Set problem 1: Repeat everything from "CLI is extremely" down to "the same page." in the comment on command lines and phone support below, word for word.

Excerpt:
--------------------
Lmao the part about Linus actually wanting things to be obtuse and difficult is almost true I remember reading it somewhere else one time. He made an argument against handholding and forcing people to learn for themselves because it's good for the community to have skills.
I half agree with him when looking at how bad zoomers are with tech.
His argument is wrong because learning should be done within a social context, not individually. "The user should be able to figure it out by themselves" is how we got stuck with smartphone GUI hamburger bullshit instead of CLI.
CLI is extremely frustrating to figure out on your own and is a complete turnoff for the vast majority of people. CLI is also a lot easier to teach to and be taught by other people. Anyone who has ever tried supporting people on the phone would recognize this truth. Getting people to type the right commands in cmd is a huge pain in the ass and extremely tedious, but it can be done. Worse case scenario, you just spell out the command: "i as in ivan, p as peter, c as in charlie, o as in open, n as in nancy, f as in fred, i as in ivan, g as in gary." Tedious as fuck, but still doable.
Meanwhile, I've easily had times where I wasted 30+ minutes because the boomer behind the phone clicked the wrong shit and the complete clusterfuck of us not being on the same page.
"Click on the blue button."
"Okay." clicks on the red button
"Now, the window should have X and Y. Click on X."
"Uh, I don't see X."
"What do you mean you don't see X? X should be there. You did click on the blue button, right?"
Lies: "Yeah."
"Okay, then click on X."
"Okay." clicks on some random shit to get to another window
"Now, you should be a window with A, B, and C. Do you see them?"
"Uh, no."
"Okay, read what's in the window."
--------------------
Set problem 2: Which lines in the rows below contain the word "window"? Pick out each one and copy it unchanged.

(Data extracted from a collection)
--------------------
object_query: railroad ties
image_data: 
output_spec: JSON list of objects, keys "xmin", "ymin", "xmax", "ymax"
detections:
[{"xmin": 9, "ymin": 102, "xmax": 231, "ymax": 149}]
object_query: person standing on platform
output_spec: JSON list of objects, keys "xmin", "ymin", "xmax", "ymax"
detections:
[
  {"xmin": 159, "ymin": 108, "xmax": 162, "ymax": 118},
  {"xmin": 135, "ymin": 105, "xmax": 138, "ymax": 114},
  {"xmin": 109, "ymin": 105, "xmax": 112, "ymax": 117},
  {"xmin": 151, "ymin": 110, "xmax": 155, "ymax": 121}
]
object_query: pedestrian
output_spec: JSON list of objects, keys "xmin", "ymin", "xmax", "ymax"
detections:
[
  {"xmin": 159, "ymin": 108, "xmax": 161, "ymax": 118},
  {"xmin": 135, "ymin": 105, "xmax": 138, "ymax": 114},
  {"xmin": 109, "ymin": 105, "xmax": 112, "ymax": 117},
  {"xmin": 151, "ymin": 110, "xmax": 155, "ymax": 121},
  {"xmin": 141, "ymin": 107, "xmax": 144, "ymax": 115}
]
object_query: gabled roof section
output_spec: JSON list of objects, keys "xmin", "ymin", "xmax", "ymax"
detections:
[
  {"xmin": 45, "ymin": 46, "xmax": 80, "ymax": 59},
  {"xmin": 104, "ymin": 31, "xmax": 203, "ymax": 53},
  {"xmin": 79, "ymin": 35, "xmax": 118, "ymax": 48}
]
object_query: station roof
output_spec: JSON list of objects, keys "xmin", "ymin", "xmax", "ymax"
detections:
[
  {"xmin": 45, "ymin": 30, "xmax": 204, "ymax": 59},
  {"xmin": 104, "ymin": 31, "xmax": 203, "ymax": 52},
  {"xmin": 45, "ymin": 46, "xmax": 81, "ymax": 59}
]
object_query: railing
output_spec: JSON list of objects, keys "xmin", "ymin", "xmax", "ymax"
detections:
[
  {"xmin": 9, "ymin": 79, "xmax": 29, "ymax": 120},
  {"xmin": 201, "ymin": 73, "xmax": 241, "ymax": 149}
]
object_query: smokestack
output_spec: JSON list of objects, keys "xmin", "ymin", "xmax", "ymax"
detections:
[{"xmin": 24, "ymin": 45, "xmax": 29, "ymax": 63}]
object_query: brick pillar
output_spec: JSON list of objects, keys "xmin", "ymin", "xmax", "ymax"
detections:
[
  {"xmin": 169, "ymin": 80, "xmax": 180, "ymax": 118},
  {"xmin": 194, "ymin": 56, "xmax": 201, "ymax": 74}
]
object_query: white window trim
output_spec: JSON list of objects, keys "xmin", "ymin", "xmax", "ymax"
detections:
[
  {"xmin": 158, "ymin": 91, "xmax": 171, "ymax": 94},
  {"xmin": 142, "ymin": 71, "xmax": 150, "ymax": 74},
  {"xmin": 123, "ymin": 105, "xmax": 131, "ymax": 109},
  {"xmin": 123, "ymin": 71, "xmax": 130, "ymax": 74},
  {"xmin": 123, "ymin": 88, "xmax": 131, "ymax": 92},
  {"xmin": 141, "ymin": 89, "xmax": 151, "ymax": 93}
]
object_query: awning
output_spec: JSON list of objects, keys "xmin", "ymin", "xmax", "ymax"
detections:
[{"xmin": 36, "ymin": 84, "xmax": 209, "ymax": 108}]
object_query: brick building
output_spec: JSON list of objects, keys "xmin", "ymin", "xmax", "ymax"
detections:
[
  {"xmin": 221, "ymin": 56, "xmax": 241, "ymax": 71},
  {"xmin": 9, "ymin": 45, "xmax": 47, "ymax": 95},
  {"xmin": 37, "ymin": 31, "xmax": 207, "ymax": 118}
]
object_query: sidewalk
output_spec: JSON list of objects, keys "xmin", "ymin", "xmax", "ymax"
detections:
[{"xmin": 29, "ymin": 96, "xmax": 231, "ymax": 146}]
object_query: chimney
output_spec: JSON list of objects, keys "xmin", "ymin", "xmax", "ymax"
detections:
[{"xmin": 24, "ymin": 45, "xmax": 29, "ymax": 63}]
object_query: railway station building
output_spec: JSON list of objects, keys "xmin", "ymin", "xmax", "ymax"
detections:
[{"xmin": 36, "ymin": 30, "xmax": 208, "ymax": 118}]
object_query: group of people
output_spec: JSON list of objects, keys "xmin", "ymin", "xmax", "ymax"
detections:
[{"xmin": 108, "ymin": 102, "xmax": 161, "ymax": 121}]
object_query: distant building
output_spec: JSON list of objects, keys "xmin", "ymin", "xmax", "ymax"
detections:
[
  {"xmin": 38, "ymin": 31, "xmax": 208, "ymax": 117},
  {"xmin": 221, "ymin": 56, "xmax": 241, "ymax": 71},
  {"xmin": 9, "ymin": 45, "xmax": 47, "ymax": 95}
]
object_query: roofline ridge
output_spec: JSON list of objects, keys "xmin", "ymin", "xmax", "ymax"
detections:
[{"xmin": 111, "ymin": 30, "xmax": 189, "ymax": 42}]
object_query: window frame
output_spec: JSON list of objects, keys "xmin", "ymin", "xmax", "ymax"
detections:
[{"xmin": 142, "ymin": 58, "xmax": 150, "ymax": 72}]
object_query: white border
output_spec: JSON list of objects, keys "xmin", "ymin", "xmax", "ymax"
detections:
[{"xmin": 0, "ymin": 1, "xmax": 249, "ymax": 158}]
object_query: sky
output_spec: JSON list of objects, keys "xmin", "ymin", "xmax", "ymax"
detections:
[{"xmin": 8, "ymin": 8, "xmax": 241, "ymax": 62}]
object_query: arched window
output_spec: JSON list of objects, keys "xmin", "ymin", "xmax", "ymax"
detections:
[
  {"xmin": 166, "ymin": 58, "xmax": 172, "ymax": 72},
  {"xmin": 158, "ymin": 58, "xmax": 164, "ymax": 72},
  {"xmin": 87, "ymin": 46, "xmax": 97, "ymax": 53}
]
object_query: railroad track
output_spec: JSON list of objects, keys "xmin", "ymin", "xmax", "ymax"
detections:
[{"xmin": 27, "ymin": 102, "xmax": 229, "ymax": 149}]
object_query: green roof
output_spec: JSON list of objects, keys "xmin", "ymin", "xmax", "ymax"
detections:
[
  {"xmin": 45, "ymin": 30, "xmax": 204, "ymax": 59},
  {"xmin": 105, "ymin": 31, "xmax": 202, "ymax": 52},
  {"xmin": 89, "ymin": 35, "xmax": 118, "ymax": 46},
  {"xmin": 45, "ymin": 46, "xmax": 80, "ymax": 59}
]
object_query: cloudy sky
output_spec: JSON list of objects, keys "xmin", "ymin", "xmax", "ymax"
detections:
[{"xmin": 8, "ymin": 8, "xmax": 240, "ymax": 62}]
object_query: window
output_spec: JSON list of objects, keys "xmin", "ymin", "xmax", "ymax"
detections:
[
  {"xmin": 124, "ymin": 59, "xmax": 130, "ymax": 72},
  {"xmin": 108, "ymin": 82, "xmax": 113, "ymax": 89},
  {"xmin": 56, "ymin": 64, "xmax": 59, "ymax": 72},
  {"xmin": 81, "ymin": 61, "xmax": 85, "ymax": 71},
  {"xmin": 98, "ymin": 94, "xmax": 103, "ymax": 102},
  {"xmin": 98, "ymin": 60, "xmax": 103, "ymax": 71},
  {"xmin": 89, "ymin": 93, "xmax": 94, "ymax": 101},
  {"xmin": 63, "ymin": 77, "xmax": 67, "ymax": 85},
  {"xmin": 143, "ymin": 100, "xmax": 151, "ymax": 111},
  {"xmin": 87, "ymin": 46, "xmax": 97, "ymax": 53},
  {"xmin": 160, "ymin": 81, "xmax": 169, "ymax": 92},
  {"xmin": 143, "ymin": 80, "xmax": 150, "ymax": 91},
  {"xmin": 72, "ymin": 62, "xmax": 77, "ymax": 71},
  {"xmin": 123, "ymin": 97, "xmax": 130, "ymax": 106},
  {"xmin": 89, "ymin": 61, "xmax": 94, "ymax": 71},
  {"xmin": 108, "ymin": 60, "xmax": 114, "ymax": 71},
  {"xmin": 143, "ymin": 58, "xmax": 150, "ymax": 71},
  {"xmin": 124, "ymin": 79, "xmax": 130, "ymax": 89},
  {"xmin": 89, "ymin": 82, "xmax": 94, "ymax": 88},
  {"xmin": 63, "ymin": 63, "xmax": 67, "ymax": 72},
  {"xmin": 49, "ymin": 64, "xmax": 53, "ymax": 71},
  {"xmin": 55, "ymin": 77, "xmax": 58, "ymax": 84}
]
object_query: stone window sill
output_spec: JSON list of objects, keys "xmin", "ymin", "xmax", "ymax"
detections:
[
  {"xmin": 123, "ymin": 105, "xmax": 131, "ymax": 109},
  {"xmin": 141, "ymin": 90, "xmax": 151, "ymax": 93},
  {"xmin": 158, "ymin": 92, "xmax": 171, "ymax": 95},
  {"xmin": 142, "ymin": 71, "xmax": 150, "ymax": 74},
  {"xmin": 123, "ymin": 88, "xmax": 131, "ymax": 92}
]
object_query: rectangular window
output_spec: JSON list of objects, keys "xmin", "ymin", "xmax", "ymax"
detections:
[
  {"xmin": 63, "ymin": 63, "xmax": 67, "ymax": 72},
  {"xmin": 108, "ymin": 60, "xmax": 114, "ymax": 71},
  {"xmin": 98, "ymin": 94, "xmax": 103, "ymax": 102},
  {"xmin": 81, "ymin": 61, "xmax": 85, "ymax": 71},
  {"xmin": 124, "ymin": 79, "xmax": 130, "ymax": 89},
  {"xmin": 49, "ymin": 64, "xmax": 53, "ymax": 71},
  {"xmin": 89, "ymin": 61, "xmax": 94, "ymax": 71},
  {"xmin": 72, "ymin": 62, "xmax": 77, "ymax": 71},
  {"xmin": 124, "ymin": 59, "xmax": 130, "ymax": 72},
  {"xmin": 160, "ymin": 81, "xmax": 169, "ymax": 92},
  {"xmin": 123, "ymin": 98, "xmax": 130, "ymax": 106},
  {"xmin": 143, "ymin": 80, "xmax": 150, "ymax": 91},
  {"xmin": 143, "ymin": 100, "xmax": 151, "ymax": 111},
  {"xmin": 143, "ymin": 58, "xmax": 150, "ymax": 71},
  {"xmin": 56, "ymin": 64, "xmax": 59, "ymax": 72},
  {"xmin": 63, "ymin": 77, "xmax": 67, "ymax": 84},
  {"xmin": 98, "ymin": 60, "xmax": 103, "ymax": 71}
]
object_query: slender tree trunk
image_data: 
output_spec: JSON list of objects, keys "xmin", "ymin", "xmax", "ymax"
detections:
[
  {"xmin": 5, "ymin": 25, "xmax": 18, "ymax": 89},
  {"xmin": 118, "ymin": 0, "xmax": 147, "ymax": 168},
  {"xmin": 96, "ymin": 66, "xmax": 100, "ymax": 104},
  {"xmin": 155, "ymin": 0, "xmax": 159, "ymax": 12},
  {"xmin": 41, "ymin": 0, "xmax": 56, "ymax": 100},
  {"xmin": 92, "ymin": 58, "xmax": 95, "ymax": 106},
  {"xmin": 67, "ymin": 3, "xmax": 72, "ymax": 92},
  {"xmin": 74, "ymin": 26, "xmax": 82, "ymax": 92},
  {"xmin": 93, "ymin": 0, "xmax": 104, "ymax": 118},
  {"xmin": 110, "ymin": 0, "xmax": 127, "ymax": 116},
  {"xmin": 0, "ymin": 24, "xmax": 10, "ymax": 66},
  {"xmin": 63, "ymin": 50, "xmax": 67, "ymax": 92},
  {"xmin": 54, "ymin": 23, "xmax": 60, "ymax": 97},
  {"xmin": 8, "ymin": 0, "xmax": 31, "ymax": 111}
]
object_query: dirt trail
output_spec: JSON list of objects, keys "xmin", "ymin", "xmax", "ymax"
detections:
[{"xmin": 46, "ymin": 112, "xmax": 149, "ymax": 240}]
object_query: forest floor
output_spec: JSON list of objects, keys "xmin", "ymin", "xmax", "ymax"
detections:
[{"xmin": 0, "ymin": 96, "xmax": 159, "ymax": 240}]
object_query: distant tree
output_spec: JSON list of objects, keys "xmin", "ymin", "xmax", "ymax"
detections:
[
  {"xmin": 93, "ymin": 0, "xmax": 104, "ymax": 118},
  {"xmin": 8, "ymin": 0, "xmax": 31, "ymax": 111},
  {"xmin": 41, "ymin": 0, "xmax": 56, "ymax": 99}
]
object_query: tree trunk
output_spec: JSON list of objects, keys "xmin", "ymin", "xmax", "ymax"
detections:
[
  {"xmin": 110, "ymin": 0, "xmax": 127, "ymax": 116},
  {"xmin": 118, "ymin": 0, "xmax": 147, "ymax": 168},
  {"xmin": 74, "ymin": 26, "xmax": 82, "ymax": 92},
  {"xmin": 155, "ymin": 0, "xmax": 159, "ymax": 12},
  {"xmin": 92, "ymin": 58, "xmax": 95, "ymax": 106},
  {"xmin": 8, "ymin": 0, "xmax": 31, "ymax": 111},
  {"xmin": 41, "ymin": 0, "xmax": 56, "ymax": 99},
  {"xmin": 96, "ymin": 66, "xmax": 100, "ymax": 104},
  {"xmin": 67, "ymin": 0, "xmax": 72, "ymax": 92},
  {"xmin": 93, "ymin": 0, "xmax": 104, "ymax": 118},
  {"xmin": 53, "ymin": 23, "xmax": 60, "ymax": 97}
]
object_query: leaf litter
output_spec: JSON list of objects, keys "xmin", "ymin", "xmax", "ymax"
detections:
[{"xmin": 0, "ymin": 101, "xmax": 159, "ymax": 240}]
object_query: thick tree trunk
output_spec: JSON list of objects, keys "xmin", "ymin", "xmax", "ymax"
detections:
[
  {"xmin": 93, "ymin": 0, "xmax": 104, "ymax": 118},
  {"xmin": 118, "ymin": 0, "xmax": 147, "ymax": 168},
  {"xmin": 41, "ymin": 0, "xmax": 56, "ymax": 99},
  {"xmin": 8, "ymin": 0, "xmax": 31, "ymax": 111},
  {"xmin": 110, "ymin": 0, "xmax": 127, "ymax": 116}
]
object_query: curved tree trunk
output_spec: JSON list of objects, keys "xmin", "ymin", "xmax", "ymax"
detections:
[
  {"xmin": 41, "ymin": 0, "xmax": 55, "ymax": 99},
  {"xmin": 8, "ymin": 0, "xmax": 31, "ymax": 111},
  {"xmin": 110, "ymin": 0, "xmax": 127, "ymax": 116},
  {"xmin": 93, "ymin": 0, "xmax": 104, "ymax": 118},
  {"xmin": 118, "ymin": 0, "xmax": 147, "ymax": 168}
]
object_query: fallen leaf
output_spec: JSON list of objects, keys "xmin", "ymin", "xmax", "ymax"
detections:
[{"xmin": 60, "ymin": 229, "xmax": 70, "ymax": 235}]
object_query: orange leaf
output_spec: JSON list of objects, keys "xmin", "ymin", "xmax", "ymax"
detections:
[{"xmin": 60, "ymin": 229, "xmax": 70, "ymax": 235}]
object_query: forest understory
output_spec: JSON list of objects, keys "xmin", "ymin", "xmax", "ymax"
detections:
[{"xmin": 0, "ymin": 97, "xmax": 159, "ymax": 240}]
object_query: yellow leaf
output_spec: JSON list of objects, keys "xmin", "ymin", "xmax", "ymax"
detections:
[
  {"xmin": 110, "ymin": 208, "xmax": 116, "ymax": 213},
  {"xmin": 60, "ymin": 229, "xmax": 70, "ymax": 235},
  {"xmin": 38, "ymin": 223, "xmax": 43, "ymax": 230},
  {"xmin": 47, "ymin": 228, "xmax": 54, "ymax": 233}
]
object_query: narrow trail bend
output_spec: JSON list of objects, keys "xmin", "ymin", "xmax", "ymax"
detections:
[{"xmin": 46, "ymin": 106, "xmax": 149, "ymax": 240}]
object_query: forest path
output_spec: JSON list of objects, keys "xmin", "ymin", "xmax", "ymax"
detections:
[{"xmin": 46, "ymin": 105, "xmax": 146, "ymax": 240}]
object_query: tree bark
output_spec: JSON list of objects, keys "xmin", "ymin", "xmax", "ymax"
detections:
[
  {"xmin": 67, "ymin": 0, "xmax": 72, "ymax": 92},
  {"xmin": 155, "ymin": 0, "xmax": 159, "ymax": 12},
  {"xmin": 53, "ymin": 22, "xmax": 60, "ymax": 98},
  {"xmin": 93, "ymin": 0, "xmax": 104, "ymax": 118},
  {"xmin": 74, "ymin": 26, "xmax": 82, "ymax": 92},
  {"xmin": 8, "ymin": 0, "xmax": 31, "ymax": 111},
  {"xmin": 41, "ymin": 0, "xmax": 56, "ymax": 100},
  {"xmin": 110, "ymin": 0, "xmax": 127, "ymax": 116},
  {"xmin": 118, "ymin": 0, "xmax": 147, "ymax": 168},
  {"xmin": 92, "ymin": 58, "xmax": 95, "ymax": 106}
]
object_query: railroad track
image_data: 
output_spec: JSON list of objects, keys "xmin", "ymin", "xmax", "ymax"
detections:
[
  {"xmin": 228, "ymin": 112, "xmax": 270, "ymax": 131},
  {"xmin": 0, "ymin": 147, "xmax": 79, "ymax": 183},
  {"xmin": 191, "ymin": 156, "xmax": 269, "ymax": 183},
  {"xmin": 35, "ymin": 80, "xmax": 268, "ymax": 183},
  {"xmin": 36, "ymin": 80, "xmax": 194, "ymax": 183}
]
--------------------
Full response 1:
CLI is extremely frustrating to figure out on your own and is a complete turnoff for the vast majority of people. CLI is also a lot easier to teach to and be taught by other people. Anyone who has ever tried supporting people on the phone would recognize this truth. Getting people to type the right commands in cmd is a huge pain in the ass and extremely tedious, but it can be done. Worse case scenario, you just spell out the command: "i as in ivan, p as peter, c as in charlie, o as in open, n as in nancy, f as in fred, i as in ivan, g as in gary." Tedious as fuck, but still doable.
Meanwhile, I've easily had times where I wasted 30+ minutes because the boomer behind the phone clicked the wrong shit and the complete clusterfuck of us not being on the same page.

Full response 2:
object_query: white window trim
object_query: window frame
object_query: arched window
object_query: window
object_query: stone window sill
object_query: rectangular window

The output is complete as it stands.